Print the portion of the COCO object detection excerpt between "images, lbl_bbox = get_annotations(coco/'train.json')" and "data = (ObjectItemList.from_folder(coco)", inclusive.

** Start Text passage **

One last example for object detection. We use our tiny sample of the COCO dataset here. There is a helper function in the library that reads the annotation file and returns the list of images names with the list of labelled bboxes associated to it. We convert it to a dictionary that maps image names with their bboxes and then write the function that will give us the target for each image filename.

coco = untar_data(URLs.COCO_TINY)
images, lbl_bbox = get_annotations(coco/'train.json')
img2bbox = dict(zip(images, lbl_bbox))
get_y_func = lambda o:img2bbox[o.name]

The following code is very similar to what we saw before. The only new addition is the use of special function to collate the samples in batches. This comes from the fact that our images may have multiple bounding boxes, so we need to pad them to the largest number of bounding boxes.

data = (ObjectItemList.from_folder(coco)
        #Where are the images? -> in coco
        .random_split_by_pct()                          
        #How to split in train/valid? -> randomly with the default 20% in valid
        .label_from_func(get_y_func)

** End Text passage **
** Start Rows **

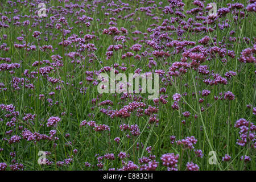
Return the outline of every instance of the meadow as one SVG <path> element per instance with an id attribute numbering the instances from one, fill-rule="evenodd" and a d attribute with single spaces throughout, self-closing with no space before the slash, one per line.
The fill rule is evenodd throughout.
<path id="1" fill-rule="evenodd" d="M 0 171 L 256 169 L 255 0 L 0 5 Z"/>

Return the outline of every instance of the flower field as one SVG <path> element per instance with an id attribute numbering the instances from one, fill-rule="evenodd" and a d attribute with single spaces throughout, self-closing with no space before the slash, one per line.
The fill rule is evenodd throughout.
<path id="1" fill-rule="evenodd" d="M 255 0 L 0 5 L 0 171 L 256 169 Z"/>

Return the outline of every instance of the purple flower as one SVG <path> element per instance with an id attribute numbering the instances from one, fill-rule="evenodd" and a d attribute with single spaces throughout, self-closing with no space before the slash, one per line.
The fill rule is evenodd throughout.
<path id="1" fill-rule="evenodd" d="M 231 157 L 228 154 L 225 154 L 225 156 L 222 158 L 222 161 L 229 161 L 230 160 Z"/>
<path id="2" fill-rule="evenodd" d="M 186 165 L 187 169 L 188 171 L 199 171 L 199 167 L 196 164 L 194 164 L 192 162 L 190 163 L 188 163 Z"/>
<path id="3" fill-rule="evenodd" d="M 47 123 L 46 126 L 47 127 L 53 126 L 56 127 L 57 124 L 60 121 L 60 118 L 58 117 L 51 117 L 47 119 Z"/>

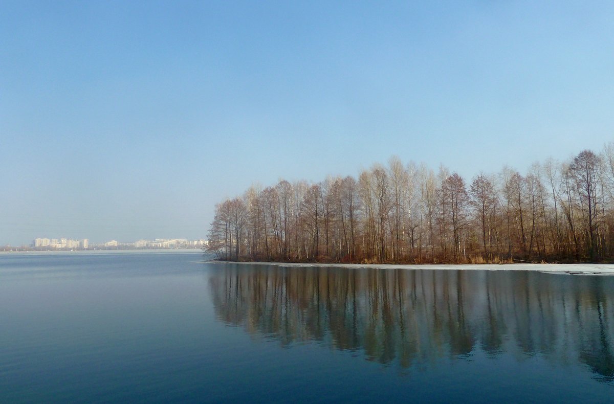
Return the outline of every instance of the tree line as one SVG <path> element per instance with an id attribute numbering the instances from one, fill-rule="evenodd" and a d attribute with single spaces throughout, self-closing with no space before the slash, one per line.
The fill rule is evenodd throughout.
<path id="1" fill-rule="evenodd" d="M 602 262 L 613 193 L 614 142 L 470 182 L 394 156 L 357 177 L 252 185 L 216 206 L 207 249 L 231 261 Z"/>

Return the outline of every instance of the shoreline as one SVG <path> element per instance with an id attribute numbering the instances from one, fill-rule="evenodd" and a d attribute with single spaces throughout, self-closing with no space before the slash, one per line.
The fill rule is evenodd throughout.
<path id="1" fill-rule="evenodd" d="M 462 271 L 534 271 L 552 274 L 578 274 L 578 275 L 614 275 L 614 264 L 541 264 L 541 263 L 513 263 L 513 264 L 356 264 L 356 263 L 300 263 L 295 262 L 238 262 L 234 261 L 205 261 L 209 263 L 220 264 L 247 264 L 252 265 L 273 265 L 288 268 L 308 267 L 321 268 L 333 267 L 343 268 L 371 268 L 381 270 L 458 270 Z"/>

** End Rows **
** Start Rows **

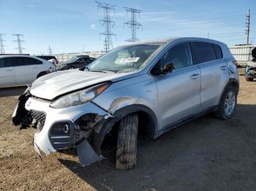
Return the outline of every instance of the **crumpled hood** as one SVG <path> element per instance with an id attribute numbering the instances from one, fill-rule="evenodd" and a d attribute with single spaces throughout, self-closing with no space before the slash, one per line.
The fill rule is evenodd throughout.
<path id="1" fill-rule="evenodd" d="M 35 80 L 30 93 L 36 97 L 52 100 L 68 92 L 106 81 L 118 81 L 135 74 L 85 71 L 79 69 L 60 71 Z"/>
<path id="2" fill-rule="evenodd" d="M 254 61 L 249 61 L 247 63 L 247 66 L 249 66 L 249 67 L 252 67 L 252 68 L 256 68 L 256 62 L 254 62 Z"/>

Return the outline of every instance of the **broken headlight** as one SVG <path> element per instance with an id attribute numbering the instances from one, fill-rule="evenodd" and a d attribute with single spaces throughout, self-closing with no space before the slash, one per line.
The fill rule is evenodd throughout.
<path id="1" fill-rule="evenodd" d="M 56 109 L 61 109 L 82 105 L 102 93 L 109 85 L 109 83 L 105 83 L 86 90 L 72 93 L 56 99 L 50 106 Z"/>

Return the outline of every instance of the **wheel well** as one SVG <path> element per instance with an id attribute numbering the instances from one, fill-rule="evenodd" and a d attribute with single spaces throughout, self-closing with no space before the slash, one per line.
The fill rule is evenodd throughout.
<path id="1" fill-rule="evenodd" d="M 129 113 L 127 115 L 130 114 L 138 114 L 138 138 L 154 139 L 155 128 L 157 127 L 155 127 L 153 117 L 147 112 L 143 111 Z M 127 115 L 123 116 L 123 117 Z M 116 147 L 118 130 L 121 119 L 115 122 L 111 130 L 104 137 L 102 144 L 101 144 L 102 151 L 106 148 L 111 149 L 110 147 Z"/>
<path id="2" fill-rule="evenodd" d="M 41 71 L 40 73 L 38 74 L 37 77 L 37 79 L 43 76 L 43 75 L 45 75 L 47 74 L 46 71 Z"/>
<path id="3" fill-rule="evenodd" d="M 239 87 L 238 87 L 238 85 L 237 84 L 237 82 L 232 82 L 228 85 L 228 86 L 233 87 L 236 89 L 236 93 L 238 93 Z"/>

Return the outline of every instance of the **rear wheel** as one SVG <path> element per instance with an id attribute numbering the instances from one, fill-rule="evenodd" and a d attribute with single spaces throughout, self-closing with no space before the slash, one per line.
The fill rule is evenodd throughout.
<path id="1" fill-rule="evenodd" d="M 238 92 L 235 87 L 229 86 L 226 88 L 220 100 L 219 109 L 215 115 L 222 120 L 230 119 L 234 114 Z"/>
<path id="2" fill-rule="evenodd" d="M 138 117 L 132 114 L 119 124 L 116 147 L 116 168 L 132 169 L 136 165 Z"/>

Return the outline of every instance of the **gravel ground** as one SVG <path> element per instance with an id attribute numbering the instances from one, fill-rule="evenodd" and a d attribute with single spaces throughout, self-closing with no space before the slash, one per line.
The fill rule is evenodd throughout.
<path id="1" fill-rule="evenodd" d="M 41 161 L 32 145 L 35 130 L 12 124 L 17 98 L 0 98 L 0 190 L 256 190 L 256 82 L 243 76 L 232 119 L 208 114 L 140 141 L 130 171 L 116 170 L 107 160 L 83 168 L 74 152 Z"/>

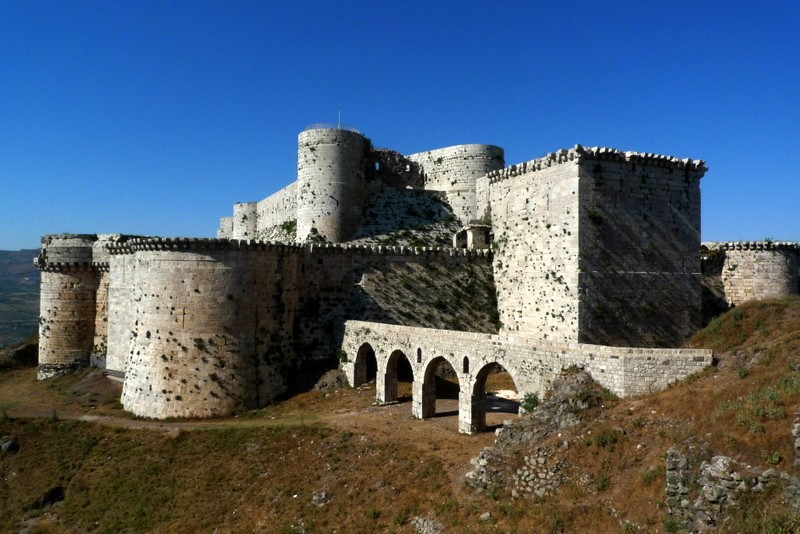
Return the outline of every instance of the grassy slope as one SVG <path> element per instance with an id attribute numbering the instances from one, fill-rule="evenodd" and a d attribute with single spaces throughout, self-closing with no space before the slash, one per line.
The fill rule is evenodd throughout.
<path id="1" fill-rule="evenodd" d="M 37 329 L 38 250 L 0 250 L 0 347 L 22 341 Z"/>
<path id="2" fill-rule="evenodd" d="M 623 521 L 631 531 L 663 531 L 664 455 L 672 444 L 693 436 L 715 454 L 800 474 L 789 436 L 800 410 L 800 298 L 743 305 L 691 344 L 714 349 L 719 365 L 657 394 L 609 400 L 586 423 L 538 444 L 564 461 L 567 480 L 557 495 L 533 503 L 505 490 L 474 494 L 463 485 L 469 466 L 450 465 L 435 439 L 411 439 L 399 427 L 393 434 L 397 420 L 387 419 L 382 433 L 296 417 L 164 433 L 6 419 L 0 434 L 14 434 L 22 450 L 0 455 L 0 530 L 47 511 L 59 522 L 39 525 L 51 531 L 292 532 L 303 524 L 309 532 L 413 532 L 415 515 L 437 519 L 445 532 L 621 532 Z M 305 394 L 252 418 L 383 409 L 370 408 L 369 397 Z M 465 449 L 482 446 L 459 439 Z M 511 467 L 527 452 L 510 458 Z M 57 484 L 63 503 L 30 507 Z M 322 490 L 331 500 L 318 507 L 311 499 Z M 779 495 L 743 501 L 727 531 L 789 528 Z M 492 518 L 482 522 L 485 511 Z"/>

** End Rows **
** Start Rows **

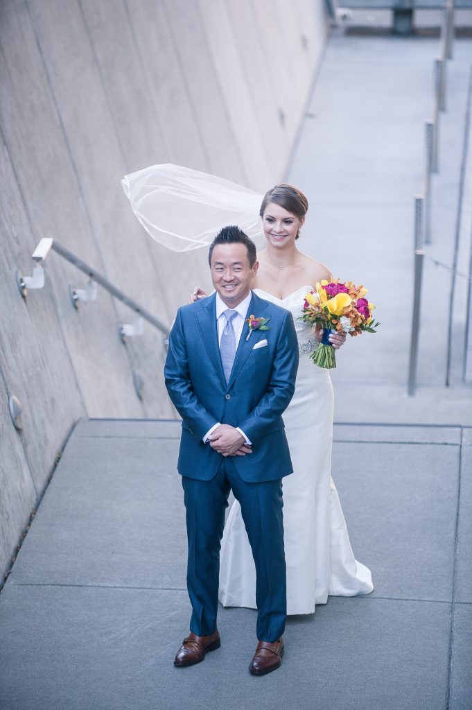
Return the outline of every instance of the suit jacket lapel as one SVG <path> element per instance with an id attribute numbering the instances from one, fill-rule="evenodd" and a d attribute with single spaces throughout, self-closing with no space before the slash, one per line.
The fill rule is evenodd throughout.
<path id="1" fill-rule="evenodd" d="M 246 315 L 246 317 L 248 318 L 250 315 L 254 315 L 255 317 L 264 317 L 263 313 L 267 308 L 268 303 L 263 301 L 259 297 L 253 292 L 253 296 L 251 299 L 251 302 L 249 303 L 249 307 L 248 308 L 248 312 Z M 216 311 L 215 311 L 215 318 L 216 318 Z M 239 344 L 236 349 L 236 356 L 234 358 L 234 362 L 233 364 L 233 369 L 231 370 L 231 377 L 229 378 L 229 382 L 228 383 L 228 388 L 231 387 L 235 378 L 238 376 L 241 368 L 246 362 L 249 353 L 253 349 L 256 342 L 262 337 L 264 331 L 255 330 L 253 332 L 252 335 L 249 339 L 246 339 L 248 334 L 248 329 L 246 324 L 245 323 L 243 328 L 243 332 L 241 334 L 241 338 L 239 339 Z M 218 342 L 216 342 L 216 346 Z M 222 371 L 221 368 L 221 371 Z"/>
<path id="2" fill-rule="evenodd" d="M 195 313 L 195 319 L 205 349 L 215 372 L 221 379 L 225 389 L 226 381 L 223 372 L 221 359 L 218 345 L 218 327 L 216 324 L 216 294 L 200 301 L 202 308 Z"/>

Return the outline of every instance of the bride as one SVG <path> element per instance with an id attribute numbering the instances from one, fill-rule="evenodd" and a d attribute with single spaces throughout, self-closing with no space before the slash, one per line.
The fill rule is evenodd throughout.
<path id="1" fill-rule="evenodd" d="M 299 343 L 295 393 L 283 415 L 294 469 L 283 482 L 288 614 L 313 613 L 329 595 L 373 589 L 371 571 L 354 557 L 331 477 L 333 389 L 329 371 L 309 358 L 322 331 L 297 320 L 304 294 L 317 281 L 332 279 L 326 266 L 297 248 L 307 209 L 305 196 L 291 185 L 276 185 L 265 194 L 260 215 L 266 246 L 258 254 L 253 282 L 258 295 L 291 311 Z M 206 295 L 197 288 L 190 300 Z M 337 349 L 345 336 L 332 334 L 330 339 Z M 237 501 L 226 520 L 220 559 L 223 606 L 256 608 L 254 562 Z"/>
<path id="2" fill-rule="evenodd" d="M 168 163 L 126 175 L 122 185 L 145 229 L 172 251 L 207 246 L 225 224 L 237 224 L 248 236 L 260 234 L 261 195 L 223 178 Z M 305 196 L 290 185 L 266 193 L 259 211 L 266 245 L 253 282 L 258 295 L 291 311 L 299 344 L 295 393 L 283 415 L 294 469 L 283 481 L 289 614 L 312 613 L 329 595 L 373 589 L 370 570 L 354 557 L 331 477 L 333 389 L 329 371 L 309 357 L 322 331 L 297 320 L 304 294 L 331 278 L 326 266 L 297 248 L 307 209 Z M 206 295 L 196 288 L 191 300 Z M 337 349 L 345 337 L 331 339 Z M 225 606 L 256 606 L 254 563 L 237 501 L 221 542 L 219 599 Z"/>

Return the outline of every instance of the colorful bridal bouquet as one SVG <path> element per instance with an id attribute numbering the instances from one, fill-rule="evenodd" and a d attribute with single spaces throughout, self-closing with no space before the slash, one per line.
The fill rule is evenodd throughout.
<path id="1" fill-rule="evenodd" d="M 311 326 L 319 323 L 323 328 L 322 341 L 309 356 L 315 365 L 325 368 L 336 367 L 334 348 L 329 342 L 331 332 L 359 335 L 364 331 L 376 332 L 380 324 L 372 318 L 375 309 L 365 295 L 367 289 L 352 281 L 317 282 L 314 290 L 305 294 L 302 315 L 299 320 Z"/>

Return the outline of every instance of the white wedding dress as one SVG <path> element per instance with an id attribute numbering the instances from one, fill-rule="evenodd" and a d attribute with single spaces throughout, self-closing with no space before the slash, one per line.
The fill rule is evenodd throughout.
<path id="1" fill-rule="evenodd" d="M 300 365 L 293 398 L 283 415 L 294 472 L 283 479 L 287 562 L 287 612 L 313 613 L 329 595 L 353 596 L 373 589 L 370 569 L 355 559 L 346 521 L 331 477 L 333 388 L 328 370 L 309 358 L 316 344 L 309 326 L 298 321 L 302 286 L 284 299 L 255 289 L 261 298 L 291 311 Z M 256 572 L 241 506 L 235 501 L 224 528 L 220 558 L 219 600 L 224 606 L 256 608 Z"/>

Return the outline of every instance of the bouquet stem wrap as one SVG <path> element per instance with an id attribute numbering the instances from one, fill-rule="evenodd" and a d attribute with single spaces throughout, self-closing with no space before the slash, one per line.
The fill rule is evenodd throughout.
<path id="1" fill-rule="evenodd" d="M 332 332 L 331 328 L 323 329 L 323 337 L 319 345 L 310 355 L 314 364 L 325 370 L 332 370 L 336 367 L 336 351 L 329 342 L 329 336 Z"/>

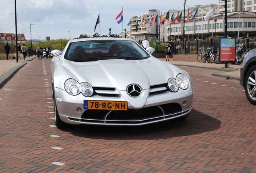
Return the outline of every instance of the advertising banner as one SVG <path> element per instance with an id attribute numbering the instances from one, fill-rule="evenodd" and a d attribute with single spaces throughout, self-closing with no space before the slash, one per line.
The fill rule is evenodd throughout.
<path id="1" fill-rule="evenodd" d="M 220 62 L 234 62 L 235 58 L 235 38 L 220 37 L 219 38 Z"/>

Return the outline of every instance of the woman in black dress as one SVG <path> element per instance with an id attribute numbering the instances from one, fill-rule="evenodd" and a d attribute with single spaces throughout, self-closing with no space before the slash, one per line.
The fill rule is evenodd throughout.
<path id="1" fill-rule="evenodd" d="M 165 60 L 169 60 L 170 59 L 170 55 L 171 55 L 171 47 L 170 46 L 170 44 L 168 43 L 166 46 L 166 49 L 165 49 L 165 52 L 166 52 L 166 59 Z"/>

** End Rows **

#### Completed task
images, lbl_bbox = get_annotations(coco/'train.json')
img2bbox = dict(zip(images, lbl_bbox))
get_y_func = lambda o:img2bbox[o.name]

The following code is very similar to what we saw before. The only new addition is the use of special function to collate the samples in batches. This comes from the fact that our images may have multiple bounding boxes, so we need to pad them to the largest number of bounding boxes.

data = (ObjectItemList.from_folder(coco)